_What this exercise asks_.
- 1) Answer these questions from the thesis page below, marking each answer with its letter.
(a) Who served as the second advisor?
(b) What degree was the thesis submitted for?
(c) Through what metaphors does the memoir touch on its related topics?
- 2) Decide whether each statement agrees with the thesis page below. Answer yes or no, and quote the words from the thesis page that decide it.
(a) The thesis was submitted in the History department.
(b) The memoir tells its story in sequential order.
(c) The work can be read as a departure from the traditional recovery narrative.

_Given text_.
•••••
Date of Award

Spring 4-20-2024

Document Type

Thesis

Degree Name

Bachelor of Arts

Department

English

First Advisor

Sarah Heidt

Second Advisor

Orchid Tierney

Abstract

This fragmentary memoir seeks to examine and deconstruct my overarching experiences with my body and, more specifically, the period of time in which I was anorexic. Spanning almost the entirety of my life from childhood through to the present day, this work concerns both what preceded the diagnosis and followed the “recovery” in order to contextualize my eating disorder within a broader set of experiences and themes. My memoir touches directly on related and paralleling topics of girlhood, womanhood, puberty, motherhood, love, materialism, misogyny, and the patriarchy through metaphors concerning wreckage and destruction. This work as a whole is largely about how love itself is a form of wreckage. It explores the human tendency to obsess over tragedies and destruction. These episodes of wreckage excavate the destructive habits of anorexia and anxiety while concurrently centering emotionally turbulent mindsets in terms of place. Through these depictions of destruction, my thesis simultaneously externalizes the internal, highlighting not only how I interact with place through historical contexts and sensory experiences, but how I perceive the body as a place itself. The body, too, becomes a site of historical contextualization and sensory experiences, demonstrating how an eating disorder is a complicated, destructive force as storied as physical places. The reverberating and consequence-inducing nature of destruction along with the memoir’s breadth of topics accentuates the cyclicality of eating disorders. The memoir’s non sequential narrative similarly buttresses this notion of cyclicality. In that vein, this work can also be read as a departure from the traditional recovery narrative. As the stressors that caused the eating disorder never wholly evaporate, anorexia is a consistent looming threat. This creative work strives to be a generative place for conversations about the body, particularly a platform for genuine and brutal discussions of anorexia and disordered eating.
•••••
Dataset entries
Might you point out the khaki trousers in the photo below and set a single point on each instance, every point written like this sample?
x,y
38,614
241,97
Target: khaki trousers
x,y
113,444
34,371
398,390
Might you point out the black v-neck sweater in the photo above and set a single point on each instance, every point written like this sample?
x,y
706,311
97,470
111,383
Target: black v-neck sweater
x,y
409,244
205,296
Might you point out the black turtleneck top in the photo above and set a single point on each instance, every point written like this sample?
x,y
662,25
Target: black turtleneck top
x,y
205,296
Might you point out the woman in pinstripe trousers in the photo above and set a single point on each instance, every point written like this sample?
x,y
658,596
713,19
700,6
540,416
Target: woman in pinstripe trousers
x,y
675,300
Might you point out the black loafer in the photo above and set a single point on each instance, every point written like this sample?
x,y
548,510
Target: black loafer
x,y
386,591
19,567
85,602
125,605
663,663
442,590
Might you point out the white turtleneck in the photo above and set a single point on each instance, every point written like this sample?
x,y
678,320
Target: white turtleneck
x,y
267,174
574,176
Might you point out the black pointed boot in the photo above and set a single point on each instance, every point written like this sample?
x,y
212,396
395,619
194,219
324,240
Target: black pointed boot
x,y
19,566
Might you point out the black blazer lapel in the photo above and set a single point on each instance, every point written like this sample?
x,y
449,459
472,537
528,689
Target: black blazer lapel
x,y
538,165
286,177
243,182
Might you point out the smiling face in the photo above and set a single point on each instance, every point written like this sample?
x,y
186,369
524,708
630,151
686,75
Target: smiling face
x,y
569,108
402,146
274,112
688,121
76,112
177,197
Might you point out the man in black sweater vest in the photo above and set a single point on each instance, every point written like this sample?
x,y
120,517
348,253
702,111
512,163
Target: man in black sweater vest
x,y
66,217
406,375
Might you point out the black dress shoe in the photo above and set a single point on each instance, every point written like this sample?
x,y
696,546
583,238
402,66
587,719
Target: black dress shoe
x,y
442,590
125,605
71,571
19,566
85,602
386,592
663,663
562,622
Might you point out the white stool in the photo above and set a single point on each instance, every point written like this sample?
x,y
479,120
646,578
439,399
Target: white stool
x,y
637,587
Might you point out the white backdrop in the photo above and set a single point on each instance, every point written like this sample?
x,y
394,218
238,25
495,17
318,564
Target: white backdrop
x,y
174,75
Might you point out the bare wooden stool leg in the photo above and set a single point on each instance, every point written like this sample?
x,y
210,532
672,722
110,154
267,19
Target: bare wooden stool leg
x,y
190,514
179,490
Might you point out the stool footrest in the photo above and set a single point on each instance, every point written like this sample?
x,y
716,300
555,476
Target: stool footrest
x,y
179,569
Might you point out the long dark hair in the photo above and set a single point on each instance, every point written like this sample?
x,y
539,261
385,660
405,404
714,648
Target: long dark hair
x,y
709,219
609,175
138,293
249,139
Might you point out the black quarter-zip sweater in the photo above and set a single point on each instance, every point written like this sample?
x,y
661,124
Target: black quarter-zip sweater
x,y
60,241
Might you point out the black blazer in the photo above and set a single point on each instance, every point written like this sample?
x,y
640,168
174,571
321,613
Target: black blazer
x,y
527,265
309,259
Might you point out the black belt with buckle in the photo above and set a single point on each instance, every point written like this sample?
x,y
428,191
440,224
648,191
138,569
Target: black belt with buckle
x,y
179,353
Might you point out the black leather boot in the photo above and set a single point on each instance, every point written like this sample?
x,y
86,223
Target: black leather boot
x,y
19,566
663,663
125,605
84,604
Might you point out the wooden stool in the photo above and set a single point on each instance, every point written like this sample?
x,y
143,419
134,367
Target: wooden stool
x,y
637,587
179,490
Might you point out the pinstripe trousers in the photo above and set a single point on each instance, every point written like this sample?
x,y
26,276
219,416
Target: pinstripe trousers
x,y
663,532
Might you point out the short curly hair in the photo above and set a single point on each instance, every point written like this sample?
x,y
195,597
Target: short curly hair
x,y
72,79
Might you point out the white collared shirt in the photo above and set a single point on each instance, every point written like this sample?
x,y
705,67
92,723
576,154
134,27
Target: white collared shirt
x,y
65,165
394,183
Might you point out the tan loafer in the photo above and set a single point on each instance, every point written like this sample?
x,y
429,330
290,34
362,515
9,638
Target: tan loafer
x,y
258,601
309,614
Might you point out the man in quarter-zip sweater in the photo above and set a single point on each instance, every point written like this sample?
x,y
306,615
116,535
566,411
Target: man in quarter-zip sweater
•••••
_Solved problems_.
- 1)
(a) Orchid Tierney
(b) Bachelor of Arts
(c) Metaphors concerning wreckage and destruction

- 2)
(a) No: "English"
(b) No: "The memoir’s non sequential narrative similarly buttresses this notion of cyclicality."
(c) Yes: "this work can also be read as a departure from the traditional recovery narrative."